Exercise prompt
Edit the rows below so that every "Put a pin on" becomes "Place a marker on", leaving everything else unchanged.

Entries from a pointing dataset
--- Begin ---

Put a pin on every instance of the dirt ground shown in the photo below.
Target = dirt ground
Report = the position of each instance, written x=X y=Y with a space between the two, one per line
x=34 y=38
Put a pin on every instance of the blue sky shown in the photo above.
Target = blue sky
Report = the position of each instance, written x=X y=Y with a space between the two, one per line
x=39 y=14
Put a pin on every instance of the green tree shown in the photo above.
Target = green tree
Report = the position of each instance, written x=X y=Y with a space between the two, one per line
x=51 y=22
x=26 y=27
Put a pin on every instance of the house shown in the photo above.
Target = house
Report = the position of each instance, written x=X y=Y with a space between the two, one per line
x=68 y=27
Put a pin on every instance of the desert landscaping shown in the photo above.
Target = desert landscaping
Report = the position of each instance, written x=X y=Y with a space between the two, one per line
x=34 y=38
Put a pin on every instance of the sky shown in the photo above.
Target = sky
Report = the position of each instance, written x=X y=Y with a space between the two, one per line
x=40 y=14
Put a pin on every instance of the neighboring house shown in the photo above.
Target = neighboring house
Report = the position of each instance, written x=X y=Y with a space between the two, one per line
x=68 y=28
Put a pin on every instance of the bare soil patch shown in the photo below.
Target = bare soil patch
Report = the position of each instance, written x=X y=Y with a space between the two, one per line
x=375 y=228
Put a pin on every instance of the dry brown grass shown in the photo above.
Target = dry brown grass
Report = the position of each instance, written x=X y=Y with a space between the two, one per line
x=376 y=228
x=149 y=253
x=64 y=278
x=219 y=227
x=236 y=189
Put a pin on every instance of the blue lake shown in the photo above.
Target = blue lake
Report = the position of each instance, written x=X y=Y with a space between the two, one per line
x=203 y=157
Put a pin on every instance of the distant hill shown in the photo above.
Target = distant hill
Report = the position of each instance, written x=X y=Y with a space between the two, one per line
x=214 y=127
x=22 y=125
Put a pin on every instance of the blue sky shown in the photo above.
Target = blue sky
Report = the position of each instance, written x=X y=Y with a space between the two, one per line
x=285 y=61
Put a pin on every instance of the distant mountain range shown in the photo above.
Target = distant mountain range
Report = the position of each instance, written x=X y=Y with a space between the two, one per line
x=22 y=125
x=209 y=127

--- End ---

Exercise response
Place a marker on every instance of the dirt ground shown in the photo below.
Target = dirt ground
Report = the position of each instance, written x=X y=Y with a space between the two, one per line
x=34 y=38
Place a marker on every instance of the blue sky shown in the photo above.
Target = blue sky
Report = the position of each instance, written x=X y=Y with a space between the two, one per line
x=39 y=14
Place a marker on every instance of the green tree shown in the photo above.
Target = green tree
Report = the position of each instance, written x=X y=Y with a space between the two, one per line
x=51 y=22
x=26 y=27
Place a marker on every instance of the house shown in the photo above.
Target = house
Report = the position of each instance, written x=X y=Y with a space between the two, one per line
x=68 y=27
Place a marker on every instance of the desert landscaping shown in the photo above.
Target = desert landscaping
Report = the position of each instance, written x=X y=Y with a space between the two, one per line
x=34 y=38
Place a marker on every instance of the sky shown in the photo above.
Target = sky
Report = the position of each instance, written x=X y=Y with a space between the two, one per line
x=40 y=14
Place a marker on every instance of the neighboring house shown in the photo above.
Target = neighboring house
Report = the position of each instance, written x=X y=Y with a space between the two, one per line
x=68 y=28
Place a marker on every instance of the bare soil patch shown in the photo below.
Target = bare soil patch
Report = the position of each instance, written x=X y=Y with a space between the two, one per line
x=375 y=228
Place a marker on every instance of the dry brown grass shown in the photo above.
Target = dry brown grass
Report = the position of each instance, written x=X y=Y with a space between the two, one per line
x=376 y=228
x=149 y=253
x=64 y=278
x=219 y=227
x=236 y=189
Place a marker on every instance of the blue lake shown in the photo above.
Target = blue lake
Report = the position of each instance, written x=X y=Y with a space between the two, one per line
x=203 y=157
Place a marker on every instance of the distant hill shown in the photo above.
Target = distant hill
Report = the position of each instance, written x=X y=Y with a space between the two, one per line
x=214 y=127
x=22 y=125
Place a marker on every instance of the blue sky shown in the photo above.
Target = blue sky
Report = the position of each instance, written x=X y=Y with a space between the two, one per line
x=285 y=61
Place a marker on every instance of the distant mountain range shown in the photo above.
Target = distant mountain range
Report = the position of each instance, written x=X y=Y with a space between the two, one per line
x=22 y=125
x=209 y=127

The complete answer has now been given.